[START OF Records for this task]
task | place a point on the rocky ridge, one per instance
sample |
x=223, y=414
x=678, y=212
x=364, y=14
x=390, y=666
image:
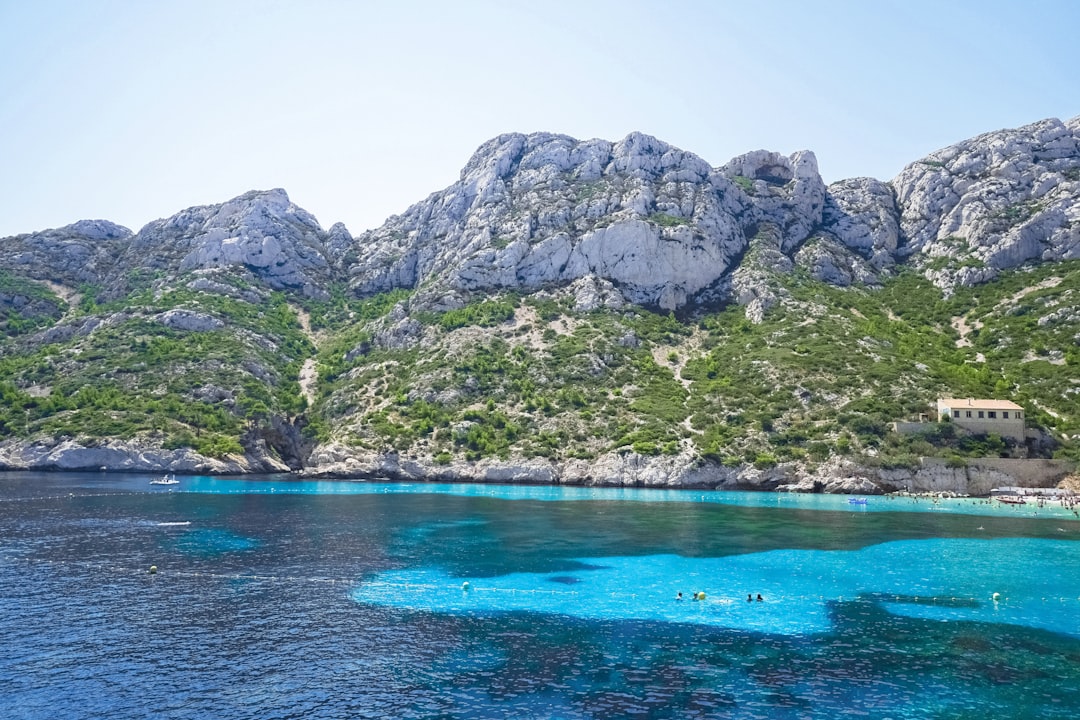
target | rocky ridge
x=606, y=225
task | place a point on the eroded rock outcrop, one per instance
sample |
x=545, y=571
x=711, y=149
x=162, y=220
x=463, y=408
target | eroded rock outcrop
x=995, y=202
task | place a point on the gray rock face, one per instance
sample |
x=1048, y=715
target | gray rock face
x=657, y=225
x=786, y=191
x=1000, y=199
x=545, y=209
x=264, y=232
x=80, y=253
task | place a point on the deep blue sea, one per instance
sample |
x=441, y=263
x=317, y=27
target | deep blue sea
x=278, y=598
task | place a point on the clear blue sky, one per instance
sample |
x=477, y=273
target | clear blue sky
x=131, y=110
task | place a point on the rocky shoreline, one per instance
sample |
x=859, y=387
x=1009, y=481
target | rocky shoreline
x=977, y=477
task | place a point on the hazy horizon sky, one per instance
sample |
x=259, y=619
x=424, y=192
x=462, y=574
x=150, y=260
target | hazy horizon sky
x=130, y=111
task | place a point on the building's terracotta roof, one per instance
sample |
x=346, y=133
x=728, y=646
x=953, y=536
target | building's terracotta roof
x=960, y=403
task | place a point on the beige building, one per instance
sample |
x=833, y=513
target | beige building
x=979, y=416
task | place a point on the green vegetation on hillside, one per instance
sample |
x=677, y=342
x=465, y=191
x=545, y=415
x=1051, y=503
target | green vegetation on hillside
x=824, y=374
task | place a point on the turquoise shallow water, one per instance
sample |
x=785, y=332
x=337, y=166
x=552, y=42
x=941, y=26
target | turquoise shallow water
x=279, y=598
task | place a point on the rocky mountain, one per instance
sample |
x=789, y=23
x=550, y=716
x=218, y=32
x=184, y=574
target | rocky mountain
x=493, y=324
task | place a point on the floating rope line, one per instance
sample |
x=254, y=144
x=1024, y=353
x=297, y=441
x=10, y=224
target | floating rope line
x=887, y=598
x=73, y=496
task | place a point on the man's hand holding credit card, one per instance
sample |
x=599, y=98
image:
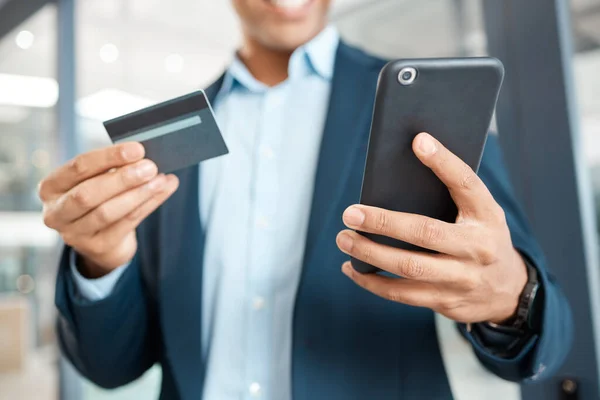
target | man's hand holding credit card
x=176, y=134
x=97, y=200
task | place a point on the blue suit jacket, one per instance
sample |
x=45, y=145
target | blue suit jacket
x=347, y=343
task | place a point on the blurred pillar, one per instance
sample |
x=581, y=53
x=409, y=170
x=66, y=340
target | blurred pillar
x=70, y=385
x=538, y=125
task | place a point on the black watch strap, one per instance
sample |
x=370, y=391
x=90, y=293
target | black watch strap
x=528, y=316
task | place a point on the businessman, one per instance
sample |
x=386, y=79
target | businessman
x=230, y=274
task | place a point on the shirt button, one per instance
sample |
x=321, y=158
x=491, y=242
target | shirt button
x=267, y=152
x=262, y=222
x=258, y=303
x=254, y=389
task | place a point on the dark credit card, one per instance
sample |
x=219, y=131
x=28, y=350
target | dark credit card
x=176, y=134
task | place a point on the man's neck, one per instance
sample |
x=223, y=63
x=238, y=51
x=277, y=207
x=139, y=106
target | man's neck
x=266, y=65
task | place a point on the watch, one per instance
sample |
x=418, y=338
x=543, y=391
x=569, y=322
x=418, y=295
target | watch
x=529, y=311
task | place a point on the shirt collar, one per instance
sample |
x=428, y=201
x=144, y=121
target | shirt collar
x=314, y=57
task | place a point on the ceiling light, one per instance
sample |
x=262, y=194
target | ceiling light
x=25, y=39
x=109, y=53
x=28, y=91
x=174, y=63
x=110, y=103
x=12, y=115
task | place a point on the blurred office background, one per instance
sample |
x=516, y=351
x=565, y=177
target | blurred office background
x=132, y=53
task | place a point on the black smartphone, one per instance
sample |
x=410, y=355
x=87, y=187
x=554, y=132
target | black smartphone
x=451, y=99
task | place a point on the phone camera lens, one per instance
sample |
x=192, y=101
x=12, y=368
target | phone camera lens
x=407, y=76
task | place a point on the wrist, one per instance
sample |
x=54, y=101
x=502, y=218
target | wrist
x=509, y=313
x=90, y=269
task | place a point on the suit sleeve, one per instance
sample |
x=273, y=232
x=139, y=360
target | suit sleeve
x=111, y=341
x=542, y=355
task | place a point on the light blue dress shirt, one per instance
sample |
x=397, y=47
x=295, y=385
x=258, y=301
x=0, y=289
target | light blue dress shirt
x=255, y=208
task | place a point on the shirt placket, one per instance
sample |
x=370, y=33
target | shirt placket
x=261, y=262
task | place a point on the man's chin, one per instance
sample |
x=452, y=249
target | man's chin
x=288, y=38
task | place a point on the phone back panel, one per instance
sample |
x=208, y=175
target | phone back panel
x=454, y=101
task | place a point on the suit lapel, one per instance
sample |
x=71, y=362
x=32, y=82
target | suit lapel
x=346, y=129
x=181, y=252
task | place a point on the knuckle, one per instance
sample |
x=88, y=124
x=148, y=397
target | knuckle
x=71, y=239
x=486, y=252
x=449, y=305
x=470, y=284
x=103, y=215
x=78, y=166
x=49, y=218
x=429, y=232
x=393, y=295
x=42, y=189
x=82, y=197
x=410, y=267
x=367, y=252
x=468, y=178
x=382, y=222
x=499, y=214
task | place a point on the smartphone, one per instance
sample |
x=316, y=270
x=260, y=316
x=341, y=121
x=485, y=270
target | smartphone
x=451, y=99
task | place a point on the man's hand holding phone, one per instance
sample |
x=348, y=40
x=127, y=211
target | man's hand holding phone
x=477, y=275
x=97, y=200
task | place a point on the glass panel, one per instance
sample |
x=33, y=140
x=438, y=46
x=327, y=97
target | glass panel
x=132, y=54
x=586, y=36
x=28, y=94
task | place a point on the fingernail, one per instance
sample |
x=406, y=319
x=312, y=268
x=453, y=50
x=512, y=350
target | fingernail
x=353, y=216
x=157, y=184
x=347, y=269
x=427, y=144
x=345, y=242
x=132, y=151
x=146, y=169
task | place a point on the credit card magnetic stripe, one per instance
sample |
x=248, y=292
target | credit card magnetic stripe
x=161, y=130
x=159, y=115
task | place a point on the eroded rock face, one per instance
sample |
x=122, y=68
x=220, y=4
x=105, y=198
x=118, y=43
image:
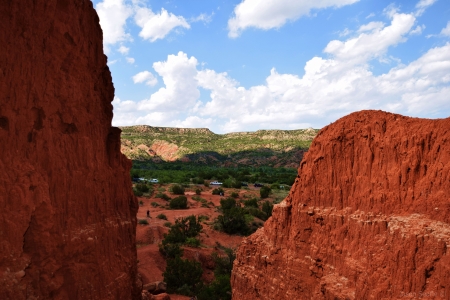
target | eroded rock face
x=368, y=217
x=68, y=215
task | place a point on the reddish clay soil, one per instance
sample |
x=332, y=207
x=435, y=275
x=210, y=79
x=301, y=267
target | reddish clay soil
x=151, y=263
x=367, y=218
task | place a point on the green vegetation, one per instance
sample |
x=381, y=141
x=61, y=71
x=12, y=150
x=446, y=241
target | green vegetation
x=265, y=191
x=177, y=189
x=205, y=147
x=162, y=216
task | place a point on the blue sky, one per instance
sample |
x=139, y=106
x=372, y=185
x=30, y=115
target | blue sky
x=246, y=65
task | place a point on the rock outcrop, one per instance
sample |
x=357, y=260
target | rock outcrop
x=367, y=218
x=68, y=214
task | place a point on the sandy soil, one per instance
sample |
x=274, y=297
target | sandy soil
x=151, y=263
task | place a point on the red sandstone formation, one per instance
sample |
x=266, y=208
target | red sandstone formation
x=68, y=215
x=368, y=217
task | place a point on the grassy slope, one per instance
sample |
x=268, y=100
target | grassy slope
x=271, y=147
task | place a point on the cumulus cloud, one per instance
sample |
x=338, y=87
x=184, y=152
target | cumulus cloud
x=269, y=14
x=113, y=16
x=157, y=26
x=145, y=76
x=332, y=86
x=422, y=5
x=124, y=50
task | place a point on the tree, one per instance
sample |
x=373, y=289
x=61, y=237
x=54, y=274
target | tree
x=183, y=276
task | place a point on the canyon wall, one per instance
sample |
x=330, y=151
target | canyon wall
x=367, y=218
x=68, y=214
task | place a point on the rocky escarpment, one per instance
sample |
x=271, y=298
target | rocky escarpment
x=368, y=217
x=68, y=215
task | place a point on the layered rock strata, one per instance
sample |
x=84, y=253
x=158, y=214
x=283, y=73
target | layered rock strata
x=367, y=218
x=68, y=215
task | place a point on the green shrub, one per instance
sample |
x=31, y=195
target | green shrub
x=162, y=196
x=162, y=216
x=193, y=242
x=264, y=191
x=170, y=250
x=143, y=222
x=227, y=203
x=267, y=208
x=142, y=187
x=251, y=203
x=183, y=276
x=177, y=189
x=179, y=202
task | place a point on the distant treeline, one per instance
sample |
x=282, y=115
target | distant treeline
x=182, y=172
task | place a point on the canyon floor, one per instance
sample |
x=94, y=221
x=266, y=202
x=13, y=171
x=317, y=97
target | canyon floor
x=151, y=263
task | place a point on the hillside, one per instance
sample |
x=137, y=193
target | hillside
x=277, y=148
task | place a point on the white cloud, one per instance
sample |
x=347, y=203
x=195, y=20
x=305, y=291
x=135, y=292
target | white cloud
x=446, y=31
x=418, y=30
x=422, y=5
x=269, y=14
x=157, y=26
x=124, y=50
x=331, y=87
x=113, y=15
x=205, y=18
x=374, y=44
x=146, y=77
x=180, y=92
[END OF Records for this task]
▸ Work instructions: Retype the lines above, from the line containing "task | place a point on the man's chin, one" through the line containing "x=146, y=169", both included, without changing anything.

▸ Full answer:
task | place a point on the man's chin, one per instance
sample |
x=452, y=249
target | man's chin
x=288, y=38
task | place a point on the phone back panel, one per instance
sample |
x=208, y=175
target | phone back panel
x=454, y=101
task | place a point on the suit lapel, one per instance
sample |
x=71, y=362
x=32, y=82
target | suit lapel
x=346, y=129
x=181, y=252
task | place a point on the knuckle, one per instance
sample |
x=88, y=124
x=148, y=397
target | knuckle
x=71, y=239
x=486, y=252
x=449, y=305
x=470, y=284
x=103, y=215
x=78, y=166
x=49, y=218
x=429, y=232
x=393, y=295
x=42, y=189
x=82, y=197
x=410, y=267
x=367, y=252
x=468, y=178
x=382, y=222
x=499, y=214
task | place a point on the smartphone, one per instance
sample |
x=316, y=270
x=260, y=316
x=341, y=121
x=485, y=270
target | smartphone
x=451, y=99
task | place a point on the man's hand holding phone, one per instance
sample |
x=348, y=40
x=127, y=211
target | man's hand holding phone
x=477, y=275
x=97, y=200
task | place a point on the glass panel, one per instance
sample |
x=33, y=140
x=438, y=46
x=327, y=97
target | glass panel
x=132, y=54
x=586, y=36
x=28, y=94
task | place a point on the fingernail, one per instance
sample |
x=406, y=319
x=312, y=268
x=453, y=50
x=512, y=350
target | fingernail
x=353, y=216
x=157, y=184
x=347, y=269
x=427, y=144
x=345, y=242
x=132, y=151
x=146, y=169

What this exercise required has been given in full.